TEXTO FUENTE:
%%
Y ese sueño conmueve
tanto más por la juventud de su protagonista (Gatz) y de su narrador (Nick
Carraway), dotados de gran capacidad para la esperanza y el entusiasmo, hombres
con apetito de mundo y de vida que saben encontrarle vigor, brillo, chiste,
nobleza y belleza a todos los rincones de la realidad. Son
unos Tom Sawyers asombrados en las ciudades y las residencias
veraniegas, ante las orquestas de jazz y los magníficos automóviles, las
mejores muchachas con los vestidos más finos y los mejores camaradas en sus
mejores días, y así todos los días llenos de vida, y noche tras noche todas las
noches.
La riqueza no es
contabilidad, sino magia y libertad moral: todo es asequible con ella, no sólo
hacer posibles los amores que no lo son sino hasta corregir el pasado, dice
Gatsby. Y todo de bulto, todo presencia sensorial: las notas del jazz, el sabor
de la champaña, la textura de todas sus camisas: el narrador, Nick, le dice a Gatsby:
"--Ella tiene
una voz indiscreta... Esta llena de --yo vacilé.
"--Su voz está
llena de dinero --dijo Gatsby repentinamente. Eso era. No lo había comprendido
antes. Estaba llena de dinero: ese era
el encanto inagotable que se alzaba y caía de su voz, su retintín, su cascabeleo... En lo alto del palacio blanco, la hija del
rey, la chica de oro."
Desde luego, el sueño
de dinero de Gatsby es derrotado por el dinero pragmático, real, vulgar del
rico de este mundo, Tom Buchanan.
%%
Reescribe todo lo que va desde "La riqueza no" hasta "de --yo vacilé." en el texto sobre Gatsby, poniendo "ginebra" en lugar de "champaña". Los registros no hacen falta aquí.

REGISTROS PROPORCIONADOS:
%%
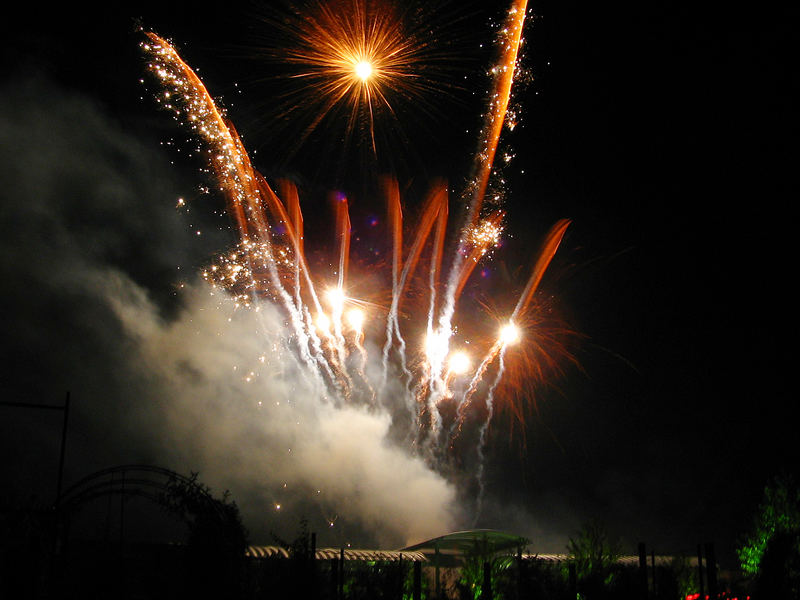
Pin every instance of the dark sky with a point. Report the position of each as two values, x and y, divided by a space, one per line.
665 132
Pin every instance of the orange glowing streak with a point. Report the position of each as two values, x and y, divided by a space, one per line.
396 226
436 200
468 266
549 248
343 233
499 105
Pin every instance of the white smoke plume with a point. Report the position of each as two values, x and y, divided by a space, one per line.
91 248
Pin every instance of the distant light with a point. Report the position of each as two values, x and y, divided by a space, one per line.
459 362
363 70
336 298
323 322
355 317
509 334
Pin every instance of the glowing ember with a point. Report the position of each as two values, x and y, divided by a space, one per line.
269 263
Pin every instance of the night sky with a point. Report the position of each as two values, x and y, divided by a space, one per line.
665 132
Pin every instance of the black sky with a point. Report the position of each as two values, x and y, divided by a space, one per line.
666 132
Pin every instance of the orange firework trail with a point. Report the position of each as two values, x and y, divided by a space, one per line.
330 332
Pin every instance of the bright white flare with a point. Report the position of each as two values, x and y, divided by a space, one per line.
509 334
459 362
363 70
356 318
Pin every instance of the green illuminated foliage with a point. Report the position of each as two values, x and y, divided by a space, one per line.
778 515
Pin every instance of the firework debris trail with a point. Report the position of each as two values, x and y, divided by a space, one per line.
269 263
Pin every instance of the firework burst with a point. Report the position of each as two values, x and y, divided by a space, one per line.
329 331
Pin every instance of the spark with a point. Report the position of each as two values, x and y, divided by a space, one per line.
269 265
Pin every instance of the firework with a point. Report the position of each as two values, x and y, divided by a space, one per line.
327 329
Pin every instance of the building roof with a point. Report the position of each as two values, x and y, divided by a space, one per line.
329 553
457 545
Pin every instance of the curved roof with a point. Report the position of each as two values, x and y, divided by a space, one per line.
486 541
329 553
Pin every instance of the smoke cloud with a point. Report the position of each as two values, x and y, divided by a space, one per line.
101 299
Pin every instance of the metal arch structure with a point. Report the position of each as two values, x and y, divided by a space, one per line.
151 482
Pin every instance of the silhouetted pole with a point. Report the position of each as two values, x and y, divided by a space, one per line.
334 583
573 578
438 582
417 580
486 592
340 594
711 569
62 454
642 571
653 563
700 568
312 565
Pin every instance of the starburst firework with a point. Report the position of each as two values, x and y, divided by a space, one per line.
327 330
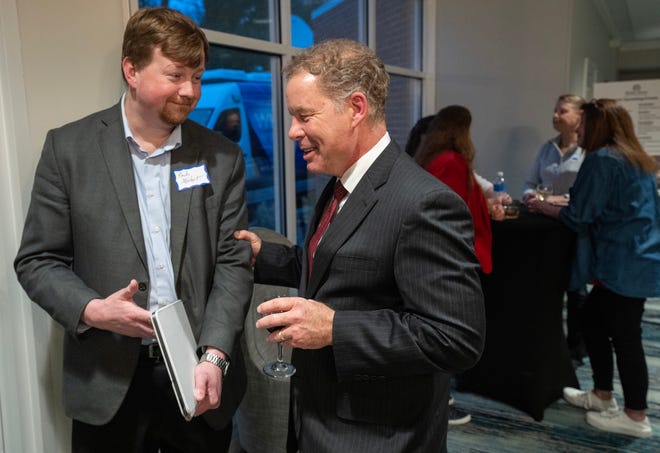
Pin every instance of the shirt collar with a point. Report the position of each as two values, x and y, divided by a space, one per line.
354 174
172 142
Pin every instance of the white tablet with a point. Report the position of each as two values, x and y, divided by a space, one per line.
177 344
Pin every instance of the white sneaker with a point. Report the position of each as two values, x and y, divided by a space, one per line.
588 400
616 421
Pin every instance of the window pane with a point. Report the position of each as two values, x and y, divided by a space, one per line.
237 101
403 107
313 21
398 33
251 18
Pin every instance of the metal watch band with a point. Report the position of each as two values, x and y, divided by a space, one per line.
217 361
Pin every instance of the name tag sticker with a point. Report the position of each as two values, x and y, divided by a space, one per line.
187 178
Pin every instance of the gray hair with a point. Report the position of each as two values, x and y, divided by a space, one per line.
344 67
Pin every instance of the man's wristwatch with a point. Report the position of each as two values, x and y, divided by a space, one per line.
216 360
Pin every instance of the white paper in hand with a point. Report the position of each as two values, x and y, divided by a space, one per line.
177 344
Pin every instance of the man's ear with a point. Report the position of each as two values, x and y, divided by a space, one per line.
360 106
130 71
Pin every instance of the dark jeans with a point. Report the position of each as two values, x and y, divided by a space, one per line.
149 421
574 304
613 323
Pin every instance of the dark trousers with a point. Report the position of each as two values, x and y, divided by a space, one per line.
574 304
613 323
149 421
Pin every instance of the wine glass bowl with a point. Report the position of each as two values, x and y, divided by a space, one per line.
279 369
543 191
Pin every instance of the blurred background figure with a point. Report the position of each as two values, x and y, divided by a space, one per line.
615 209
230 124
446 151
493 199
555 167
558 160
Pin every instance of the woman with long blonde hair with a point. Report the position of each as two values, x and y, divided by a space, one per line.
615 209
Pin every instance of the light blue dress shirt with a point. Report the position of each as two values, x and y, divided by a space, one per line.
551 167
152 182
615 209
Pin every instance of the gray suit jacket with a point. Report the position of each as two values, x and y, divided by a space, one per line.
397 264
83 240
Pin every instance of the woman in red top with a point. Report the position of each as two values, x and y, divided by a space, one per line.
447 153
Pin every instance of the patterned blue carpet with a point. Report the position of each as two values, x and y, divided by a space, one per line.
497 427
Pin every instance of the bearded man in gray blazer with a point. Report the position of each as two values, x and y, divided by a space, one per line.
391 301
132 208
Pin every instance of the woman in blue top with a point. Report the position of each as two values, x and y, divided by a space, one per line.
615 209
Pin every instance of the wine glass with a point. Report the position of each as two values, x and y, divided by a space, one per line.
279 369
543 191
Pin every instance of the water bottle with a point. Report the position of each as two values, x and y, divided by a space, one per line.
498 184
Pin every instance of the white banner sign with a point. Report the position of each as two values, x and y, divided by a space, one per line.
642 99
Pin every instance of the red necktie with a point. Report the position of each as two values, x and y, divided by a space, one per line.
339 193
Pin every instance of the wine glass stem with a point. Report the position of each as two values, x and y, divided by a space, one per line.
280 348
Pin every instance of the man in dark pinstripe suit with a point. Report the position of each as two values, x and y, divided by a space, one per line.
392 305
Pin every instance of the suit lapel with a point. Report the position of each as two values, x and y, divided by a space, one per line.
357 207
117 157
185 156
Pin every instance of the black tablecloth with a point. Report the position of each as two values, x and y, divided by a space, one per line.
526 361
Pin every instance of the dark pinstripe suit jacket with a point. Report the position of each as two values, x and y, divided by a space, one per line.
83 240
398 266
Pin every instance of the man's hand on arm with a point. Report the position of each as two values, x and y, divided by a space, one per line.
208 383
255 243
119 313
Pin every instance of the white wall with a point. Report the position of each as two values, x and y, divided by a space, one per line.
507 61
59 61
590 40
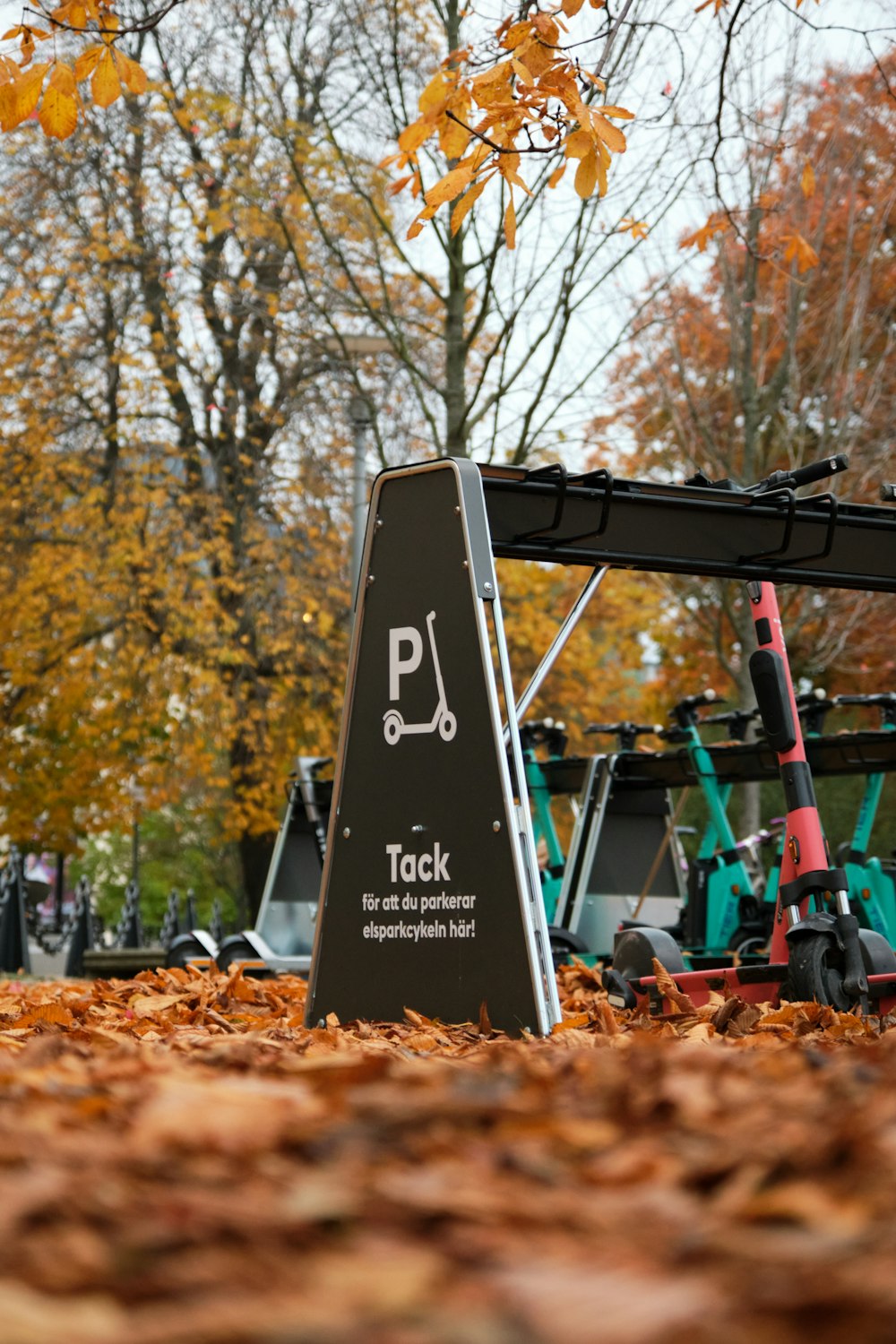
%%
SOLUCIÓN:
La riqueza no es
contabilidad, sino magia y libertad moral: todo es asequible con ella, no sólo
hacer posibles los amores que no lo son sino hasta corregir el pasado, dice
Gatsby. Y todo de bulto, todo presencia sensorial: las notas del jazz, el sabor
de la ginebra, la textura de todas sus camisas: el narrador, Nick, le dice a Gatsby:
"--Ella tiene
una voz indiscreta... Esta llena de --yo vacilé.